DATASET CONTENT >>
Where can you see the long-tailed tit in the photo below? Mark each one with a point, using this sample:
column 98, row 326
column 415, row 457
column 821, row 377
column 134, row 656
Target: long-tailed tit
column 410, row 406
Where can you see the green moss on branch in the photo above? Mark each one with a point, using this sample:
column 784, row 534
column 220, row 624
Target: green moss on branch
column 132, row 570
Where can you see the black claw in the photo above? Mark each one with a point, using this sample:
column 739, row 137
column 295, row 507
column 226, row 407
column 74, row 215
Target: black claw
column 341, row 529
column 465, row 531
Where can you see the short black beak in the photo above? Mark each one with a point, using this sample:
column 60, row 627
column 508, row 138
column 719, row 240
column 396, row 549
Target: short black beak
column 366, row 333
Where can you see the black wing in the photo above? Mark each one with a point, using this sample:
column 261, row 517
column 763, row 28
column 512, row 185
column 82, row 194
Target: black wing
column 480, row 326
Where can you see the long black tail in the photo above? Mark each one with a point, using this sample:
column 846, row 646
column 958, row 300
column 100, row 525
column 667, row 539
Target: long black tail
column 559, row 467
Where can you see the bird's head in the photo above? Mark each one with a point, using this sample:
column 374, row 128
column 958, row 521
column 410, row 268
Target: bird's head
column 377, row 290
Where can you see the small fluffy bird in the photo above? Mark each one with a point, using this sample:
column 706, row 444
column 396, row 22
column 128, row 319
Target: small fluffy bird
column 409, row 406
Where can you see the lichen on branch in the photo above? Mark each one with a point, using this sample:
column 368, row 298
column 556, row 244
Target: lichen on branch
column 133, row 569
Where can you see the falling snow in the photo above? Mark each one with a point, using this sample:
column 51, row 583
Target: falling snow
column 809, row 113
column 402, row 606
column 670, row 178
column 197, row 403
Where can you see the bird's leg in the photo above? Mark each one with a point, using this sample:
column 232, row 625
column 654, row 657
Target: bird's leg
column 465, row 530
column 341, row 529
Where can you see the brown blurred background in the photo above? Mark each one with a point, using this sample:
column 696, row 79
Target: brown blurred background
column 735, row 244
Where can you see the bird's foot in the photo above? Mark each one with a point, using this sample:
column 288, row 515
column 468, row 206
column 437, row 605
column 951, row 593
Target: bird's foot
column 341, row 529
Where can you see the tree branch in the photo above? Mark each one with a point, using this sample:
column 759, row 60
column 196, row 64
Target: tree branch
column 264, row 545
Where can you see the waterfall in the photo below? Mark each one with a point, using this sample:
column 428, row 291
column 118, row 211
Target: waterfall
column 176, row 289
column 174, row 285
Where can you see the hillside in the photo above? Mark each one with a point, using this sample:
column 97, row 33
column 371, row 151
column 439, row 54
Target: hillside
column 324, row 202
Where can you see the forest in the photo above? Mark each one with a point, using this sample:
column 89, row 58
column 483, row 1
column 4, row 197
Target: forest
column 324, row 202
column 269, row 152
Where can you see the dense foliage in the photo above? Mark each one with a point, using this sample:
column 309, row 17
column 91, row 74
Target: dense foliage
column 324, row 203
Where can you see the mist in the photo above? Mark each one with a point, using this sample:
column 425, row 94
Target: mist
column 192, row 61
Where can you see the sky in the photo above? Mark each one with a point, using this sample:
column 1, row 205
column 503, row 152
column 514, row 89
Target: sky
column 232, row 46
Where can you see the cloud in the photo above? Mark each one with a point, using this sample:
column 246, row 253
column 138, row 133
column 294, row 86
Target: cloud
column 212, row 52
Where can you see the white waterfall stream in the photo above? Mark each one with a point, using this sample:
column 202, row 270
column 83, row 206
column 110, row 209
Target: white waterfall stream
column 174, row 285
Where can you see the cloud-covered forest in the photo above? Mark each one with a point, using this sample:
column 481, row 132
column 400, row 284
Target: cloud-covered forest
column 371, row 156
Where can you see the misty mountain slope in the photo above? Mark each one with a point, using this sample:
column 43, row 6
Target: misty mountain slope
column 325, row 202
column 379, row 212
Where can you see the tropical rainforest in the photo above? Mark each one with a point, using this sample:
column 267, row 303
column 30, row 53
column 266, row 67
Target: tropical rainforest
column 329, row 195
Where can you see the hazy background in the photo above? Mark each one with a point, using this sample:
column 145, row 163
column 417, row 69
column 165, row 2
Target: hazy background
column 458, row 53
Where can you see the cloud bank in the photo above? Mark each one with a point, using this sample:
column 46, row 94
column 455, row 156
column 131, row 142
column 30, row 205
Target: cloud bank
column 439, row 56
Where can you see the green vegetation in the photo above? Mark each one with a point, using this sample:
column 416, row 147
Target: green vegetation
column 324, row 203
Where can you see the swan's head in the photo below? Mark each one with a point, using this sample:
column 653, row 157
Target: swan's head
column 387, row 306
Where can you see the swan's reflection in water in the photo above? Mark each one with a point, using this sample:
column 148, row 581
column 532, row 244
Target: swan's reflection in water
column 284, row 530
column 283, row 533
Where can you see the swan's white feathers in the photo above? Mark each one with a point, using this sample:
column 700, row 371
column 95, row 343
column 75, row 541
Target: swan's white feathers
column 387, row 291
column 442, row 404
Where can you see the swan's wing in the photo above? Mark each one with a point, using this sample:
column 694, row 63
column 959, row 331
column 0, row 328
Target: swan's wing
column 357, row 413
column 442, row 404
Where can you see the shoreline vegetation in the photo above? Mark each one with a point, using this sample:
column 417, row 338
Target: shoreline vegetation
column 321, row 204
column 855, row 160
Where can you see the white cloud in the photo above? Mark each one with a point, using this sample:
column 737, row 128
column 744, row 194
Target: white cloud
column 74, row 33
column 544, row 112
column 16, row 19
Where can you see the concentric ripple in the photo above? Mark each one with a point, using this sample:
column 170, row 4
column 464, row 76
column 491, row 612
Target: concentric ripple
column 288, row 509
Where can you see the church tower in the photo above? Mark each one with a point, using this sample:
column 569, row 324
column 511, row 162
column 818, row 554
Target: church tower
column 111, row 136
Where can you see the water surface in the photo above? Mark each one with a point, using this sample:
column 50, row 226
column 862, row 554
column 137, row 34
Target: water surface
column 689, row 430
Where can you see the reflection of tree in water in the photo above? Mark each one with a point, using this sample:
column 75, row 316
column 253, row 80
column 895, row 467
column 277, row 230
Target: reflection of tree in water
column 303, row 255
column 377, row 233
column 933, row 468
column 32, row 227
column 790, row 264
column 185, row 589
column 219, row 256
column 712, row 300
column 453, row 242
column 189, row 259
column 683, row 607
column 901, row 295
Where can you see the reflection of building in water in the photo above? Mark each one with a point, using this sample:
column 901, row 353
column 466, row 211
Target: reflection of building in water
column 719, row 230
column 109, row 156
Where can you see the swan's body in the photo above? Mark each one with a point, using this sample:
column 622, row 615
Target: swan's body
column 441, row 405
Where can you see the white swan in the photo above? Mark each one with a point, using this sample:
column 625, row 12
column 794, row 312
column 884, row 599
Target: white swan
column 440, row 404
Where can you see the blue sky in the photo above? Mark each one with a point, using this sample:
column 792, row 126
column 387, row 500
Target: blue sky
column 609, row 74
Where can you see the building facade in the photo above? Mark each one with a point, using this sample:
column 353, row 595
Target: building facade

WORK TO DO >>
Arrange every line of the entries above as a Markdown table with two columns, Row and Line. Number the rows in order and leave out any blank lines.

TASK RESULT >>
| Row | Line |
|---|---|
| 1 | Where can you see the long-tailed tit in the photo below? Mark each one with a point, using this sample: |
| 2 | column 98, row 326 |
| 3 | column 415, row 457 |
| 4 | column 821, row 377 |
| 5 | column 134, row 656 |
| 6 | Target: long-tailed tit |
| 7 | column 410, row 406 |
| 8 | Where can you see the green moss on branch in the photo above? Mark each one with a point, using this sample: |
| 9 | column 784, row 534 |
| 10 | column 220, row 624 |
| 11 | Target: green moss on branch |
| 12 | column 132, row 570 |
| 13 | Where can you see the black claw in the photo above? Mark each one with a point, using this sample: |
| 14 | column 739, row 137 |
| 15 | column 295, row 507 |
| 16 | column 226, row 407 |
| 17 | column 74, row 215 |
| 18 | Target: black claw |
| 19 | column 341, row 529 |
| 20 | column 465, row 531 |
| 21 | Where can you see the short black beak in the photo above? Mark each one with a point, using this sample: |
| 22 | column 60, row 627 |
| 23 | column 508, row 138 |
| 24 | column 719, row 240 |
| 25 | column 396, row 549 |
| 26 | Target: short black beak |
| 27 | column 366, row 333 |
| 28 | Where can you see the black wing in the photo above? Mark each one with a point, using this sample: |
| 29 | column 261, row 517 |
| 30 | column 763, row 28 |
| 31 | column 512, row 185 |
| 32 | column 82, row 194 |
| 33 | Target: black wing |
| 34 | column 480, row 326 |
| 35 | Where can you see the long black tail in the photo above? Mark each one with a point, using this sample: |
| 36 | column 846, row 646 |
| 37 | column 958, row 300 |
| 38 | column 100, row 525 |
| 39 | column 667, row 539 |
| 40 | Target: long black tail |
| 41 | column 559, row 467 |
| 42 | Where can you see the bird's head in the photo above? Mark each one with a point, using this sample: |
| 43 | column 374, row 128 |
| 44 | column 958, row 521 |
| 45 | column 410, row 268 |
| 46 | Target: bird's head |
| 47 | column 377, row 290 |
| 48 | Where can you see the small fluffy bird in the photo above? Mark each one with a point, using this sample: |
| 49 | column 706, row 444 |
| 50 | column 396, row 22 |
| 51 | column 128, row 319 |
| 52 | Target: small fluffy bird |
| 53 | column 409, row 406 |
| 54 | Where can you see the lichen on branch in the photo above? Mark each one with a point, using this sample: |
| 55 | column 368, row 298 |
| 56 | column 556, row 244 |
| 57 | Target: lichen on branch |
| 58 | column 133, row 569 |
| 59 | Where can you see the falling snow in the photo above? Mark each one with a point, using this sample: |
| 60 | column 51, row 583 |
| 61 | Target: falling snow |
| 62 | column 809, row 113 |
| 63 | column 402, row 606 |
| 64 | column 670, row 178 |
| 65 | column 197, row 403 |
| 66 | Where can you see the bird's leg in the photo above? Mark each one with a point, using this sample: |
| 67 | column 232, row 625 |
| 68 | column 654, row 657 |
| 69 | Target: bird's leg |
| 70 | column 465, row 530 |
| 71 | column 341, row 529 |
| 72 | Where can you see the brown blurred background in the photo above? Mark each one with a point, using this sample: |
| 73 | column 696, row 79 |
| 74 | Target: brown blurred background |
| 75 | column 735, row 244 |
| 76 | Where can you see the bird's foot in the photo above? Mark each one with a point, using this sample: |
| 77 | column 288, row 515 |
| 78 | column 468, row 206 |
| 79 | column 437, row 605 |
| 80 | column 951, row 593 |
| 81 | Target: bird's foot |
| 82 | column 341, row 529 |
| 83 | Where can you see the tree branch in the photo above? Mark each one with a point, using this sample: |
| 84 | column 759, row 60 |
| 85 | column 196, row 64 |
| 86 | Target: tree branch |
| 87 | column 264, row 545 |
| 88 | Where can you see the waterfall in the photo below? Mark each one with a point, using this sample: |
| 89 | column 428, row 291 |
| 90 | column 118, row 211 |
| 91 | Target: waterfall |
| 92 | column 176, row 289 |
| 93 | column 174, row 285 |
| 94 | Where can you see the hillside in the photo above? Mark each one with a point, using this sample: |
| 95 | column 97, row 33 |
| 96 | column 371, row 151 |
| 97 | column 439, row 54 |
| 98 | Target: hillside |
| 99 | column 324, row 202 |
| 100 | Where can you see the forest in the photo above? Mark each one with a point, using this sample: |
| 101 | column 89, row 58 |
| 102 | column 483, row 1 |
| 103 | column 4, row 197 |
| 104 | Target: forest |
| 105 | column 324, row 202 |
| 106 | column 269, row 152 |
| 107 | Where can you see the dense foliage in the photo above? Mark each one with a point, using this sample: |
| 108 | column 309, row 17 |
| 109 | column 91, row 74 |
| 110 | Target: dense foliage |
| 111 | column 324, row 203 |
| 112 | Where can you see the mist in the photo above? Mark each one with a point, using this sample: |
| 113 | column 425, row 94 |
| 114 | Target: mist |
| 115 | column 192, row 61 |
| 116 | Where can you see the sky in the photo above? Mark each one with a point, using this sample: |
| 117 | column 1, row 205 |
| 118 | column 503, row 152 |
| 119 | column 514, row 89 |
| 120 | Target: sky |
| 121 | column 232, row 46 |
| 122 | Where can you see the cloud in the photo above? Mark each one with a point, using this sample: |
| 123 | column 246, row 253 |
| 124 | column 138, row 133 |
| 125 | column 294, row 86 |
| 126 | Target: cloud |
| 127 | column 212, row 52 |
| 128 | Where can you see the white waterfall stream in the photo above? Mark each one with a point, using this sample: |
| 129 | column 202, row 270 |
| 130 | column 83, row 206 |
| 131 | column 110, row 209 |
| 132 | Target: white waterfall stream |
| 133 | column 174, row 285 |
| 134 | Where can you see the cloud-covered forest in the photo above? Mark each one with a point, using this sample: |
| 135 | column 481, row 132 |
| 136 | column 400, row 284 |
| 137 | Target: cloud-covered forest |
| 138 | column 371, row 156 |
| 139 | Where can you see the misty mountain slope in the photo above? Mark each one with a point, using this sample: |
| 140 | column 43, row 6 |
| 141 | Target: misty mountain slope |
| 142 | column 325, row 202 |
| 143 | column 379, row 212 |
| 144 | Where can you see the tropical rainforest in the photo above? Mark each one with a point, using this sample: |
| 145 | column 267, row 303 |
| 146 | column 30, row 53 |
| 147 | column 266, row 67 |
| 148 | Target: tropical rainforest |
| 149 | column 329, row 195 |
| 150 | Where can you see the hazy background in the photo above? Mark each one with a point, using this sample: |
| 151 | column 145, row 163 |
| 152 | column 417, row 69 |
| 153 | column 165, row 2 |
| 154 | Target: hazy background |
| 155 | column 458, row 53 |
| 156 | Where can you see the cloud bank in the photo above? Mark each one with a point, using this sample: |
| 157 | column 46, row 94 |
| 158 | column 455, row 156 |
| 159 | column 131, row 142 |
| 160 | column 30, row 205 |
| 161 | Target: cloud bank |
| 162 | column 439, row 56 |
| 163 | Where can you see the green vegetation in the photo above? Mark each one with a point, using this sample: |
| 164 | column 416, row 147 |
| 165 | Target: green vegetation |
| 166 | column 324, row 203 |
| 167 | Where can you see the swan's head in the photo below? Mark each one with a point, using this sample: |
| 168 | column 653, row 157 |
| 169 | Target: swan's head |
| 170 | column 387, row 306 |
| 171 | Where can you see the swan's reflection in water in the photo above? Mark each one with a point, using this sample: |
| 172 | column 148, row 581 |
| 173 | column 532, row 244 |
| 174 | Target: swan's reflection in water |
| 175 | column 284, row 530 |
| 176 | column 283, row 533 |
| 177 | Where can you see the swan's white feathers in the photo above? Mark each one with a point, using this sample: |
| 178 | column 700, row 371 |
| 179 | column 95, row 343 |
| 180 | column 75, row 541 |
| 181 | Target: swan's white feathers |
| 182 | column 387, row 291 |
| 183 | column 442, row 404 |
| 184 | Where can you see the swan's wing in the photo above? Mark each one with a point, using this sample: |
| 185 | column 694, row 63 |
| 186 | column 959, row 331 |
| 187 | column 0, row 328 |
| 188 | Target: swan's wing |
| 189 | column 357, row 413 |
| 190 | column 442, row 404 |
| 191 | Where can you see the shoreline vegetation in the photo above? Mark each one with a point, using this sample: |
| 192 | column 417, row 338 |
| 193 | Target: shoreline vegetation |
| 194 | column 321, row 204 |
| 195 | column 855, row 160 |
| 196 | Where can you see the white cloud in the photo above? Mark each one with a point, using this sample: |
| 197 | column 737, row 128 |
| 198 | column 744, row 194 |
| 199 | Target: white cloud |
| 200 | column 74, row 33 |
| 201 | column 544, row 112 |
| 202 | column 16, row 19 |
| 203 | Where can you see the concentric ripple in the photo above? Mark each one with a point, using this sample: |
| 204 | column 170, row 4 |
| 205 | column 464, row 76 |
| 206 | column 491, row 612 |
| 207 | Target: concentric ripple |
| 208 | column 288, row 509 |
| 209 | Where can you see the church tower in the photo above? Mark each one with a point, using this sample: |
| 210 | column 569, row 324 |
| 211 | column 511, row 162 |
| 212 | column 818, row 554 |
| 213 | Target: church tower |
| 214 | column 111, row 136 |
| 215 | Where can you see the water surface in the photo above? Mark each one with a point, using this sample: |
| 216 | column 50, row 226 |
| 217 | column 862, row 554 |
| 218 | column 137, row 34 |
| 219 | Target: water surface |
| 220 | column 689, row 430 |
| 221 | Where can you see the reflection of tree in water in the photo above? Mark each one with a point, using this sample: |
| 222 | column 75, row 316 |
| 223 | column 253, row 80 |
| 224 | column 895, row 467 |
| 225 | column 277, row 230 |
| 226 | Target: reflection of tree in water |
| 227 | column 303, row 255 |
| 228 | column 377, row 233 |
| 229 | column 933, row 468 |
| 230 | column 32, row 227 |
| 231 | column 790, row 264 |
| 232 | column 185, row 589 |
| 233 | column 219, row 256 |
| 234 | column 712, row 300 |
| 235 | column 453, row 242 |
| 236 | column 189, row 259 |
| 237 | column 683, row 607 |
| 238 | column 901, row 295 |
| 239 | Where can you see the reflection of building in water in the photo above? Mark each one with a point, using this sample: |
| 240 | column 901, row 353 |
| 241 | column 466, row 211 |
| 242 | Target: reflection of building in water |
| 243 | column 719, row 230 |
| 244 | column 109, row 156 |
| 245 | Where can you see the swan's body in the photo above? Mark each one with a point, using this sample: |
| 246 | column 622, row 615 |
| 247 | Target: swan's body |
| 248 | column 441, row 405 |
| 249 | Where can you see the white swan in the photo above? Mark each one with a point, using this sample: |
| 250 | column 625, row 12 |
| 251 | column 794, row 312 |
| 252 | column 884, row 599 |
| 253 | Target: white swan |
| 254 | column 440, row 404 |
| 255 | Where can you see the blue sky in the photo above? Mark each one with a point, using this sample: |
| 256 | column 792, row 126 |
| 257 | column 387, row 500 |
| 258 | Target: blue sky |
| 259 | column 609, row 74 |
| 260 | Where can you see the building facade in the photo above? Mark each one with a point, using this sample: |
| 261 | column 353, row 595 |
| 262 | Target: building facade |